start Record set

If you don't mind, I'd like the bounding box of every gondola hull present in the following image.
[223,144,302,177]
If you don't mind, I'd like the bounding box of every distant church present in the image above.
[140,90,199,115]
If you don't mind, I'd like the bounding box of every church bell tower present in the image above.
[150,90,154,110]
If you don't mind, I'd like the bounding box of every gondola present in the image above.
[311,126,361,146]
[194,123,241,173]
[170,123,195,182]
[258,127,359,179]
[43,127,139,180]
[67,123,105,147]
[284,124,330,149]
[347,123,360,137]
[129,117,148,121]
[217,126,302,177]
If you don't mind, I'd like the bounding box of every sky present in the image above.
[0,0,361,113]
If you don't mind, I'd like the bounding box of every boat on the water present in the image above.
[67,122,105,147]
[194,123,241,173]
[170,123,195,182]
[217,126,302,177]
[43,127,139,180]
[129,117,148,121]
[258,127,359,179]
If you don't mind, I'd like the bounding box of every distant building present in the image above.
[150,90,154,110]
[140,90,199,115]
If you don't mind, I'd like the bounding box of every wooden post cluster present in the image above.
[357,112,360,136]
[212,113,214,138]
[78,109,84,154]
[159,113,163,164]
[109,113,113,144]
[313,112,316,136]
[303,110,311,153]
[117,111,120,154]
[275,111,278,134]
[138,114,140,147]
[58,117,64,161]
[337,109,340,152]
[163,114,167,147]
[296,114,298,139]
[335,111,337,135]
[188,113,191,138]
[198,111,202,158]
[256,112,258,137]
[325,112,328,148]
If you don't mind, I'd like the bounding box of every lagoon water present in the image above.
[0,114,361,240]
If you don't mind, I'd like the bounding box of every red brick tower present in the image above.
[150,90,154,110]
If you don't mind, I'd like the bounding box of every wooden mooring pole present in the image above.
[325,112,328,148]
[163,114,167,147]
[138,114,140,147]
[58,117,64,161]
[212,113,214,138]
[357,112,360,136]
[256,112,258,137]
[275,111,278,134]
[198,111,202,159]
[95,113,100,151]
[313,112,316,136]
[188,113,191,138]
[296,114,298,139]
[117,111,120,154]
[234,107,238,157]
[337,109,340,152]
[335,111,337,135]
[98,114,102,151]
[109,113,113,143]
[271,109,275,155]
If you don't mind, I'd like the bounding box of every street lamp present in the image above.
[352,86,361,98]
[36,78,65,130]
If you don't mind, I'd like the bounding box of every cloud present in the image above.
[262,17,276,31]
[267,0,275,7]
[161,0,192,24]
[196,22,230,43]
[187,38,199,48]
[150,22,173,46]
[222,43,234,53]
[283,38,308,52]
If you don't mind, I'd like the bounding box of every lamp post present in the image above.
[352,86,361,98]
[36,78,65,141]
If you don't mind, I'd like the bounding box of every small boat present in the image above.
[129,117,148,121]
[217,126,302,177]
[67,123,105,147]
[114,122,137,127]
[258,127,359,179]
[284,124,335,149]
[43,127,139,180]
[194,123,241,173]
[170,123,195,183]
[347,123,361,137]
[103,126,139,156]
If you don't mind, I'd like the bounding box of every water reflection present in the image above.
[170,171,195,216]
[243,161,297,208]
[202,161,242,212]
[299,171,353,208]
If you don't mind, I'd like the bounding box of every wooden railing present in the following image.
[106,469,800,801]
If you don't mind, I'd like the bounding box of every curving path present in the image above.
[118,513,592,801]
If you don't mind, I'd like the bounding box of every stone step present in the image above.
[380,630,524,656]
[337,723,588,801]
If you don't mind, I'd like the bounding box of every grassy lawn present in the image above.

end Record set

The task:
Reproduce each of the rows above verbatim, from the first to the last.

The solution:
If you don't mind, I'd like the bounding box of every gondola hull present in the following image.
[223,144,302,177]
If you don't mind, I'd like the bounding box of every distant church present in the image above.
[140,90,199,115]
If you don't mind, I'd like the bounding box of every church bell tower present in the image above.
[150,90,154,110]
If you don't mind, I'd like the bounding box of every gondola present in the image above.
[311,126,361,146]
[194,123,241,173]
[170,123,195,182]
[258,127,359,179]
[43,127,139,180]
[67,123,105,147]
[284,124,330,149]
[347,123,360,137]
[129,117,148,121]
[217,126,302,177]
If you don't mind, I'd like the bounding box of every sky present in the image above.
[0,0,361,113]
If you don't mind, I'd like the bounding box of every boat on the water present in the image above.
[67,122,105,147]
[194,123,241,173]
[170,123,195,182]
[217,126,302,177]
[43,127,139,180]
[129,117,148,121]
[258,127,359,179]
If you don't mind, I'd like the bounding box of every distant building present in the image above.
[150,90,154,110]
[140,90,199,115]
If you don't mind, I'd like the bounding box of every wooden post cluster present in the image above.
[357,112,360,136]
[212,113,214,138]
[78,109,84,154]
[159,113,163,164]
[109,113,113,144]
[313,112,316,136]
[303,110,311,153]
[117,111,120,154]
[275,111,278,134]
[138,114,140,147]
[58,117,64,161]
[337,109,340,152]
[163,114,167,147]
[296,114,298,139]
[335,111,337,135]
[188,113,191,138]
[198,111,202,158]
[256,112,258,137]
[325,112,328,148]
If you don't mind, I'd like the bounding box of every lagoon water present in the image above.
[0,114,361,240]
If you don't mind, I'd like the bounding box of every red brick tower present in the image above.
[150,90,154,110]
If you don't mind, I'd like the bounding box of every wooden mooring pole present in the image above.
[325,112,328,148]
[163,114,167,147]
[138,114,140,147]
[58,117,64,161]
[212,113,214,138]
[357,112,360,136]
[256,112,258,137]
[275,111,278,134]
[198,111,202,159]
[95,113,100,151]
[313,112,316,136]
[188,113,191,138]
[296,114,298,139]
[117,111,120,154]
[234,107,238,157]
[337,109,340,152]
[335,111,337,135]
[98,114,102,151]
[109,113,113,143]
[271,109,275,155]
If you don't mind, I'd like the bounding box of every street lamp present in the image above.
[352,86,361,98]
[36,78,65,130]
If you don't mind, I'd like the bounding box of every cloud present in the image above.
[262,17,276,31]
[267,0,275,7]
[161,0,192,24]
[196,22,230,43]
[187,38,199,48]
[150,22,173,46]
[222,43,234,53]
[283,38,308,52]
If you don't mind, I'd like the bounding box of every lamp post present in the image above.
[352,86,361,98]
[36,78,65,141]
If you don't mind, I'd like the bounding box of every small boat present in the image above.
[129,117,148,121]
[217,126,302,177]
[67,123,105,147]
[114,122,137,127]
[258,127,359,179]
[284,124,335,149]
[43,127,139,180]
[194,123,241,173]
[170,123,195,183]
[347,123,361,137]
[103,126,139,156]
If you don't mind, I'd like the bounding box of every water reflection present in the image above.
[170,171,195,216]
[243,161,297,208]
[202,161,242,212]
[299,171,353,208]
If you don't mind, I'd like the bounding box of every wooden railing present in the following image.
[106,469,800,801]
If you don't mind, I'd like the bounding box of every curving path present in the image above.
[118,513,592,801]
If you don't mind, I'd like the bounding box of every stone step present in the image above.
[380,630,524,656]
[337,723,588,801]
If you don't mind, I'd like the bounding box of every grassy lawn present in the image above.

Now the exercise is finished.